=== What the task asks ===
Arrange every line of the records below as a Markdown table with the columns "Row" and "Line text," numbering the rows in order and omitting blank lines.

=== Entries provided ===
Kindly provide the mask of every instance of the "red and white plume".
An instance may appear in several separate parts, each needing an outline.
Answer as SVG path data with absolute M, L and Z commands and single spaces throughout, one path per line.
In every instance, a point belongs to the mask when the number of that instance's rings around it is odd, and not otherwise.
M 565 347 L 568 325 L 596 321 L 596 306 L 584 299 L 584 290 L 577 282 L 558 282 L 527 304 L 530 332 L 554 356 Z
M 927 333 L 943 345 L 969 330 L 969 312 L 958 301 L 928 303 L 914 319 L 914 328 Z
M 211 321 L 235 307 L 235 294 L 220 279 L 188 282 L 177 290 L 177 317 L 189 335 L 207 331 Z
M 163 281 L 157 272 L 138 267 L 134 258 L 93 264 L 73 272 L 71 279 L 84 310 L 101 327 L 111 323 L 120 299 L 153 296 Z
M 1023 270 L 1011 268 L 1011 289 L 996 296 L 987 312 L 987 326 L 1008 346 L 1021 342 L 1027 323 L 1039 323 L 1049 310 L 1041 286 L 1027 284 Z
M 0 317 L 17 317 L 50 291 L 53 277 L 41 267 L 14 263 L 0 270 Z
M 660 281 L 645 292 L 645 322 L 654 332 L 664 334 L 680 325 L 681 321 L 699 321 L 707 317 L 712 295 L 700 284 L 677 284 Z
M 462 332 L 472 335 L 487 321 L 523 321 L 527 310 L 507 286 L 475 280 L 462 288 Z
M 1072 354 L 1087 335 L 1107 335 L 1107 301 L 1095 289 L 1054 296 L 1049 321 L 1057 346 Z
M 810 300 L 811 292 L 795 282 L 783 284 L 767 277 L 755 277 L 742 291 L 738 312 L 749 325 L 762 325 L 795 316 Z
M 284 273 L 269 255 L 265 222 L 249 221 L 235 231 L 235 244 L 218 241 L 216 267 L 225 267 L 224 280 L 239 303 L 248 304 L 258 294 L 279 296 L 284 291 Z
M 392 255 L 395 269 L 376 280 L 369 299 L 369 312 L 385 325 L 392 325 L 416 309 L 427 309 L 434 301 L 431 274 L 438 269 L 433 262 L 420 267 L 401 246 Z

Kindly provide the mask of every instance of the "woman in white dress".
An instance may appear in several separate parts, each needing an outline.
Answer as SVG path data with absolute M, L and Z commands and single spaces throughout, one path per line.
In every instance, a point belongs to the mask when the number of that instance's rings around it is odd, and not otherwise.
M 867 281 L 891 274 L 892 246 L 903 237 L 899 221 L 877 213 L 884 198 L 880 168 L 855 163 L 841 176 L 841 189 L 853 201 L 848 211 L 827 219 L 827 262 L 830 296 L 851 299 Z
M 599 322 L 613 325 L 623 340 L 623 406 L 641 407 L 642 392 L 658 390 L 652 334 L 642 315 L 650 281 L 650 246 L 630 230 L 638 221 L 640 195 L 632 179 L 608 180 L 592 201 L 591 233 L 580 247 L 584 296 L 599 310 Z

=== Full answer ===
| Row | Line text |
|---|---|
| 1 | Kindly provide the mask of every instance of the "red and white plume". |
| 2 | An instance may appear in several separate parts, each needing an outline. |
| 3 | Answer as SVG path data with absolute M, L and Z commands and single spaces throughout, one path per line. |
| 4 | In every instance, a point belongs to the mask when the number of that instance's rings around it is odd, and not otherwise. |
| 5 | M 565 347 L 568 325 L 596 321 L 596 306 L 584 299 L 584 290 L 577 282 L 558 282 L 527 304 L 530 332 L 554 356 Z |
| 6 | M 927 333 L 943 345 L 969 330 L 969 312 L 958 301 L 928 303 L 914 319 L 914 328 Z |
| 7 | M 211 321 L 235 307 L 235 294 L 220 279 L 188 282 L 177 290 L 177 317 L 189 335 L 207 331 Z |
| 8 | M 163 281 L 157 272 L 138 267 L 134 258 L 93 264 L 73 272 L 71 279 L 84 310 L 101 327 L 111 323 L 120 299 L 153 296 Z |
| 9 | M 1023 270 L 1011 268 L 1011 289 L 996 296 L 987 312 L 987 326 L 1008 346 L 1021 342 L 1027 323 L 1039 323 L 1049 310 L 1041 286 L 1027 284 Z |
| 10 | M 0 317 L 17 317 L 50 291 L 53 277 L 41 267 L 14 263 L 0 270 Z |
| 11 | M 660 281 L 645 292 L 645 322 L 654 332 L 664 334 L 680 325 L 681 321 L 699 321 L 707 317 L 712 295 L 700 284 L 677 284 Z |
| 12 | M 462 332 L 472 335 L 487 321 L 523 321 L 527 310 L 507 286 L 475 280 L 462 288 Z |
| 13 | M 1072 354 L 1087 335 L 1107 335 L 1107 301 L 1095 289 L 1054 296 L 1049 321 L 1057 346 Z |
| 14 | M 810 300 L 811 292 L 795 282 L 783 284 L 767 277 L 755 277 L 742 291 L 738 312 L 749 325 L 762 325 L 795 316 Z |
| 15 | M 284 273 L 269 255 L 265 222 L 249 221 L 235 231 L 235 244 L 218 241 L 216 267 L 225 267 L 224 280 L 239 303 L 248 304 L 258 294 L 279 296 L 284 291 Z |
| 16 | M 392 255 L 395 269 L 376 280 L 369 299 L 369 312 L 385 325 L 392 325 L 416 309 L 427 309 L 434 301 L 431 274 L 438 269 L 433 262 L 420 267 L 401 246 Z |
| 17 | Kindly provide the mask of every instance of the "woman in white dress". |
| 18 | An instance may appear in several separate parts, each needing an outline. |
| 19 | Answer as SVG path data with absolute M, L and Z commands and single spaces throughout, one path per line. |
| 20 | In every instance, a point belongs to the mask when the number of that instance's rings around it is odd, and not otherwise. |
| 21 | M 867 281 L 891 274 L 892 246 L 903 237 L 899 221 L 877 213 L 884 198 L 880 168 L 855 163 L 841 176 L 841 189 L 853 201 L 848 211 L 827 219 L 827 262 L 830 296 L 851 299 Z |
| 22 | M 599 322 L 613 325 L 623 340 L 623 406 L 641 407 L 642 392 L 658 390 L 652 334 L 642 315 L 650 281 L 650 246 L 630 230 L 638 221 L 640 195 L 632 179 L 608 180 L 592 201 L 591 233 L 580 247 L 584 296 L 599 310 Z |